(SUPPLIED PASSAGE):

The director tries to encourage Brett—who’s supposedly never had this kind of contact before—to be wild. “Just like a pussy,” he tells him. “There you go. There you go! There you go!” Director, Brett, Diego and the unseen women all rush the story up to a climax. All have their tasks and roles. The motel could be in California or Texas or Nevada. The motel is like any motel that you and I have seen. There is nothing here to evoke any emotions at all. We are focused on Brett and what he has to offer. Brett! Ten years ago he was ten. Too young. In ten years from now he’ll be thirty. Too old. (It’s not just youthful faces and physiques that excite; it’s also the unripe minds behind them, dumb with escapade and self-centeredness.) This is his man-child moment—that flowering, fleeting phase to be captured and preserved forever on a computer file. He works pretty hard, but he’s not passionate. We can see, or we’d like to imagine, that he would much rather be with the girls up on that other, unseen screen. But he’s stuck with Diego—for now. After he takes himself out of the prop’s body, he once again lies back with hands behind head, this time more aroused than before, and lets the little man’s hands work. They are experienced hands (and loud), more a woman’s than a man’s. Brett acts as if they’re not there. He’s not really present. He’s just doing this for money, remember?

Or is he? “Making porn is all about telling lies,” director Ben Leon has written recently. “But porn lies are the best lies. They’re called fantasies.” Possibly the biggest lie on display here is Brett’s straightness. How many genuinely and purely straight studs would engage in these acts with other males and expose themselves to the world? If Brett just needed the money, wouldn’t there be other, more discreet, ways of trying to make ends meet? A long time ago I read this in an Encyclopedia Britannica article from the early ’70s: “The homosexual male ideally seeks a masculine appearing heterosexual male, and the prostitute attempts to fit this image. Consequently the prostitute can do little or nothing for or to the homosexual client lest he betray a homosexual inclination of his own and ruin the illusion. […] In actuality, of course, the ‘hustler’ has a substantial homosexual component which is necessary or he could not achieve erection and orgasm. […] [T]he female [prostitute] simulates a passion she does not feel, while the male prostitute conceals a passion he does feel.” This old, old article does go on to admit the following: “There is some evidence that this curious pattern of feigned indifference is gradually breaking down.” Ultimately, in our little scene with Brett, we cannot know his “true” feelings (and, being macho, he’s not supposed to have too many feelings): we can only conjecture about those. What we see on the screen, nevertheless, is a scene played out in exactly the same way as described in the old encyclopedia entry. After forty years of marches, protests, political and social gains and even same-sex marriage, the gay psyche still places the heterosexual male on a pedestal and celebrates the “straight stud” erotically over the “sensitive dreamer.” How many videos are being made about two married men on their honeymoon? How many scenes are set in hair salons, as opposed to locker rooms or dorms? Not too many. None. As Harvey Fierstein has written: “What do you need to do to prove how much self-loathing there is [among gay men]? Just pick up any newspaper that has personal ads in it and look at how many say ‘No Fats…No Fems…Straight-Acting Seeking Same…In the Closet…Don’t believe in the Gay Lifestyle.’ Do you ever see an ad for a heterosexual saying, ‘Please Don’t Act Straight’?”

(WHAT YOU NEED TO DO):
**1.** Decide whether each statement below agrees with the passage on porn and the "straight stud." Answer yes or no for each one, and quote the words from the passage that settle it.
(a) Ben Leon calls porn lies fantasies.
(b) The encyclopedia article was from the early '80s.
(c) The passage says many videos are set in hair salons.
**2.** Please carry the passage on porn and the "straight stud" further, beginning after its last sentence.

(Collected data entries):

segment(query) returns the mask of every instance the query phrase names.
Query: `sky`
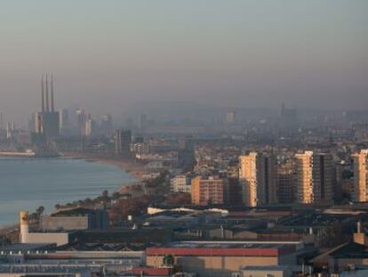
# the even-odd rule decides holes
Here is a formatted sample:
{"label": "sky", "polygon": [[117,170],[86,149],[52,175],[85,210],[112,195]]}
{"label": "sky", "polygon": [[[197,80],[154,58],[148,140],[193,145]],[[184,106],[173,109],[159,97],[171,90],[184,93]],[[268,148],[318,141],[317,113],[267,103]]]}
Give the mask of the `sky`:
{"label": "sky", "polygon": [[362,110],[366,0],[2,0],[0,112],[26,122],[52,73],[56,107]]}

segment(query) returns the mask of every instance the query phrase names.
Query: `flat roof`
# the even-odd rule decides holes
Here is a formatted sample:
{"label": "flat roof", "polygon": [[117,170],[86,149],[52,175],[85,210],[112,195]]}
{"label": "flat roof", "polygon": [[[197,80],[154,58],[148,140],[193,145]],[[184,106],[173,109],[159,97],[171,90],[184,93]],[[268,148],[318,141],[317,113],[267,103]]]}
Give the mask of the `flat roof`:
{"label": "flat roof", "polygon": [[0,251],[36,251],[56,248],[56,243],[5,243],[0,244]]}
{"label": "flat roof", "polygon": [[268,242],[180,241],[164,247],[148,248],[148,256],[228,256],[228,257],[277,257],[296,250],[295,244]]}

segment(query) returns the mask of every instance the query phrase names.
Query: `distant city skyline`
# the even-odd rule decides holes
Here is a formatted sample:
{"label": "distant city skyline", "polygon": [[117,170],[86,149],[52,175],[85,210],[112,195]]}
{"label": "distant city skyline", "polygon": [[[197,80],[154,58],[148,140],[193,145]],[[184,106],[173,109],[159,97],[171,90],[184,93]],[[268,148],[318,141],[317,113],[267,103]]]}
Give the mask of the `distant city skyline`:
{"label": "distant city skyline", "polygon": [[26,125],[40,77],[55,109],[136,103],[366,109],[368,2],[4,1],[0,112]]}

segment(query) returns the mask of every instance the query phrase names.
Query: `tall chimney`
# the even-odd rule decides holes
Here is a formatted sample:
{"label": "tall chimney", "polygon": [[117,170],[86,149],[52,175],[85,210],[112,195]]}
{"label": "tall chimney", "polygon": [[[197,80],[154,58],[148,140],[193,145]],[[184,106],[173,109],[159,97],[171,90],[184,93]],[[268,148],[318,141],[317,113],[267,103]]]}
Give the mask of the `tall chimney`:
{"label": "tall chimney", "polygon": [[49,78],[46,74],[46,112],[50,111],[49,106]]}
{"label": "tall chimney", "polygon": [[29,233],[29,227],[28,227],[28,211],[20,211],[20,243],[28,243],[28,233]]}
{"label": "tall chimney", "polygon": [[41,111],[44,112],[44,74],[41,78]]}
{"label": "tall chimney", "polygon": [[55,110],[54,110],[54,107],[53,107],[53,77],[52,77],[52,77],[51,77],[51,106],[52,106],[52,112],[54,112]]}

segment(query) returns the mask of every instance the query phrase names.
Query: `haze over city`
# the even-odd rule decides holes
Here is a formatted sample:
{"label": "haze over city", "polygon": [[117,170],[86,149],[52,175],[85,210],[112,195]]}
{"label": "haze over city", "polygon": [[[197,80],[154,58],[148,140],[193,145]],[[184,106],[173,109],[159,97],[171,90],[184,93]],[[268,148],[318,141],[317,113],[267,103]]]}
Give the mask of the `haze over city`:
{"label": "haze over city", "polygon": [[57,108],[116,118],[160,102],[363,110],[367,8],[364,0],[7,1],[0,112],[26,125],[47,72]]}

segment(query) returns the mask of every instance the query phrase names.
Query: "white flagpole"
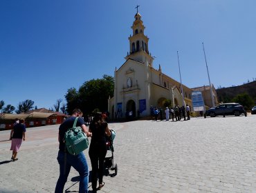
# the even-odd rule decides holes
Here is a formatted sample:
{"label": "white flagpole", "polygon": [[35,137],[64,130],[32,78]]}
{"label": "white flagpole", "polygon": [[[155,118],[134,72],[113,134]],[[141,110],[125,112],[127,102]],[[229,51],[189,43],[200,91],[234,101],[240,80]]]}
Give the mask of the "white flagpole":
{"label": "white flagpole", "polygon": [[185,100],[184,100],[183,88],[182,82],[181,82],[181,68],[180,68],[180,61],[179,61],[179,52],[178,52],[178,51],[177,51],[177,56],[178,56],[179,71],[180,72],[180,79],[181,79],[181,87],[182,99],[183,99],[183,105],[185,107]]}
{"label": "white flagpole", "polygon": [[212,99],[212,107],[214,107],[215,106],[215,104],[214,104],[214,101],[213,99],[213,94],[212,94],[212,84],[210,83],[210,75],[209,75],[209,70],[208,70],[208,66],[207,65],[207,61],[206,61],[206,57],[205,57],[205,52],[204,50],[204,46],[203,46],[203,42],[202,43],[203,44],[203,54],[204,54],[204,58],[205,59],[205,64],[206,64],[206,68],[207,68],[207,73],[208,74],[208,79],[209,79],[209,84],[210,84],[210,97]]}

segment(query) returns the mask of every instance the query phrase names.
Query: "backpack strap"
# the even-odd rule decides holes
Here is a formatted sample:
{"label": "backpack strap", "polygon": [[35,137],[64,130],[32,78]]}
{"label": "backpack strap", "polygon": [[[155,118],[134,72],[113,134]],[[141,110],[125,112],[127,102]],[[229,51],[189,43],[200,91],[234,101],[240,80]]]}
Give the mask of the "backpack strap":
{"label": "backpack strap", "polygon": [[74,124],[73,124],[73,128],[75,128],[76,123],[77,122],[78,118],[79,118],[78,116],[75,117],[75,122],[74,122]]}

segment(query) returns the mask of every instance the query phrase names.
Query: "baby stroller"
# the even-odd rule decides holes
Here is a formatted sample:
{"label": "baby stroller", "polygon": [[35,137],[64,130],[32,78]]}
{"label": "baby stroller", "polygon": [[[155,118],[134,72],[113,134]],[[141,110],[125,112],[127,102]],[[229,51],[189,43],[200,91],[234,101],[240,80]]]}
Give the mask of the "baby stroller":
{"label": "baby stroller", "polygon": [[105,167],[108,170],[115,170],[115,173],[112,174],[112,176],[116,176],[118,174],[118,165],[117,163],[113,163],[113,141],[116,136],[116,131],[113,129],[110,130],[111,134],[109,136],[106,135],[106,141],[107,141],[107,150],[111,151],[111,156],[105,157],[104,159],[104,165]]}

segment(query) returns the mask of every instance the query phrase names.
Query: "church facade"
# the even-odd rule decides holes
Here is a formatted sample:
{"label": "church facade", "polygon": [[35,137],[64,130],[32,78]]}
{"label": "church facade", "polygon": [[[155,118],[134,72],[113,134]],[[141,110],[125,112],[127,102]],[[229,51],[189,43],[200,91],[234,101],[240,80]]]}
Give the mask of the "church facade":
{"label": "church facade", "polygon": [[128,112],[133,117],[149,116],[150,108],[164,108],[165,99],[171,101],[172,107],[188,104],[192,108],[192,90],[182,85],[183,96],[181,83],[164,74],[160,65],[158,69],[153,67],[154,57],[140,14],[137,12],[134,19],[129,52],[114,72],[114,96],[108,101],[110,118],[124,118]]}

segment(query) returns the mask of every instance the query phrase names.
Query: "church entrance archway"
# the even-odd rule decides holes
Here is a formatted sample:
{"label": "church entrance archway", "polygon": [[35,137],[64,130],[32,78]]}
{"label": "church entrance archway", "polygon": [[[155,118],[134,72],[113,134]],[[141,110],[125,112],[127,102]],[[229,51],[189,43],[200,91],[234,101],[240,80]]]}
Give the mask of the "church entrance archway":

(RESULTS OF THE TASKS):
**1.**
(a) Yes: "They’re called fantasies."
(b) No: "from the early ’70s"
(c) No: "How many scenes are set in hair salons, as opposed to locker rooms or dorms? Not too many. None."

**2.**
Abuse. Exploitation. This occurs in all porn, gay or straight. When I searched online (because I wasn’t sure a relatively elevated term like “director” applies here), I came across this question in a forum: “Can porn directors have sex with the bitches?” As if this language weren’t degrading enough, one answer to the man’s questions reads as follows: “They absolutely could but they love their penises way too much for that.” A level of contempt and degradation that goes beyond anything I have seen in the gay world—and these are just two thugs chatting. The kind of humiliation routinely perpetrated on females by males does not have an exact equivalent in gay culture, but scenes like Brett’s are troubling in a different way: the loathing here is directed not at the other, but at the self. One can (charitably) call it a focusing on traditional masculine norms. Or: putting macho ideals up on a pedestal to the point that they are idolized. Or one can call it internalized homophobia.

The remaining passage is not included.